— Tasks to carry out —
A – According to the forum thread on ZFS and SSDs, why does an SSD used for L2ARC cache not need to be reliable?
B – Carry on the forum thread about ZFS and SSDs from its last sentence.

— Selected text —
****************************************

I see you prefer SSDs, and that's cool. No need to make big deal out of this really.

Thanks again for everyone's suggestions here.
 
bbzz said:
Interesting; any performance hit with running two zpools? I was under impression that it would be silly to run two zpools.
I'm not sure why there would be a performance hit, provided that you aren't making poor choices in the process (e.g. if you aren't using sufficient redundancy, or you put the wrong things on SSD). I certainly haven't detected any.

Since the size of the zpool is limited by the size of the smallest drive, it doesn't make sense to pair HDD in the same pool with SSD outside of using an SSD as dedicated cache for the HDD pool. But in many applications you want a lot of cheap drive space and can live with slow random access times, which is why you want a HDD pool. At the same time, your applications get the speed boost from running on SSD. e.g. Reading a document from HDD based /home is going to be quick enough because it's just one file, and opening libreoffice which presumably involves reading many, many small files will be sped up by being on SSD.

bbzz said:
About disks and reliability. I think SSD have potential to be more reliable, but HDDs are more mature technology. So, I don't know. I think in the end time will tell.
What about SSD and how long they can store data for? Static charges dissipate over time, right?
I think the drives have been out long enough not to worry about that. That drive I linked to has been out for a year and a half, and still only 7% 3 star and below reviews. That's amazing, considering that pretty much any HDD would be over 20% in that time. I would think if holding charge was going to be an issue over the 5 year typical life of a drive, it would start rearing its head soon.

The other thing to consider is what you are using your SSDs for and how you are using them in a ZFS based system. ZFS is designed for the world we are entering, a world of cheap drives. Redundancy should be a given. You should be regularly scrubbing your pools to determine if there are any errors. You should be swapping out drives that give you errors. This means that the chance of an error in a drive actually causing an unrecoverable error in your pool will be very low.

Consider that if you set up your system similar to the way I've set things up (with an interim backup of the root mirror SSD pool on the HDD based pool), you can restore your SSD mirror if it dies for whatever reason. And I backup basically everything on the storage mirror to offline HDD mirror pools, so even if the system is toast I can still restore everything, even zroot.

Also realize that if you are using an SSD for L2ARC (cache) duty, it only needs to be fast. There is no reason other than convenience for it to be reliable because everything stored on the SSD is also stored on the pool itself. Everything on there is also hashed, so that on read if the block data on the cache doesn't match the hash, zfs knows to refers to the pool for the correct information.

****************************************

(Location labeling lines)
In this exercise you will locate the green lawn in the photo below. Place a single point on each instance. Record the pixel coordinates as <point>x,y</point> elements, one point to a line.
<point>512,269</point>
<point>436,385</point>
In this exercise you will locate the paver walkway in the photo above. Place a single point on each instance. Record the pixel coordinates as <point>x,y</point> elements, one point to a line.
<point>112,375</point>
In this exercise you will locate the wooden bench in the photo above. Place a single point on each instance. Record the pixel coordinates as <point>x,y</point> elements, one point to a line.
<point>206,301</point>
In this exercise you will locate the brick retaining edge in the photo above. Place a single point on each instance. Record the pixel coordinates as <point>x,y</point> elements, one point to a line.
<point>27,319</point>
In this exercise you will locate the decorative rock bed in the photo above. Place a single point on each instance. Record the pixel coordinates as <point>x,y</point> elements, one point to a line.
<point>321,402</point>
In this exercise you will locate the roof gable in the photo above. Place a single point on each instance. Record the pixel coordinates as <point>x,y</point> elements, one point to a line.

****************************************

— Per-task outputs —
A – Everything stored on the SSD is also stored on the pool itself.

B –
 
carlton_draught said:
I'm not sure why there would be a performance hit, provided that you aren't making poor choices in the process (e.g. if you aren't using sufficient redundancy, or you put the wrong things on SSD). I certainly haven't detected any.

I was thinking more along the line of extra memory consumption by ZFS if there are several pools. I guess this is not true then. Some very useful info here as well. Thanks.
 
Looks like I'm late to the party on this thread but for what it's worth here are my less technical two cents on SSD's and FreeBSD.

I'm running Corsair CMFSSD-128D1 2.0 on my FreeBSD 9.0 amd64 and love it. The install was fast and I haven't ran into any problems yet. I had the same drive running Win 7, Ubuntu, and XP a while ago and had nothing but issues with lost data on Win 7 and Ubuntu. I looked into the drive and it seems to be good still. Since putting FreeBSD 9.0 on it I haven't had any of the same issues. I'm not running anything special on it, all standard guided install options. I'm sure there are ways to boost performance but I honestly don't care. I'm working with 4GB of ram and a 2.5 Ghz dual core intel processor.

The boot time with FreeBSD didn't change much but that's because FreeBSD does more on boot than other OS's (making your Wifi go online etc), once XDM is up and I login pretty much everything seems to be instant when running software. libreoffice and other heavy apps that used to take a while are running much faster as well.
 
Galactic_Dominator said:
One other tidbit not mentioned a lot is that SSD's actually have an exceptionally long write life span. Even one of the cheap MLC 10,000 write SSD's will outlast a normal laptop by decades. You can make it easier for your drive to operate effectively by reserving a portion of the disk and never utilizing it say 10%. This allow static wear leveling to achieve maximum efficiency. Using your SSD's maximum capacity is a bad idea.

Would you please expand on this? Do you mean that when partitioning, 10% of the space should be left unpartitioned? Thanks.
 
lele said:
Would you please expand on this? Do you mean that when partitioning, 10% of the space should be left unpartitioned?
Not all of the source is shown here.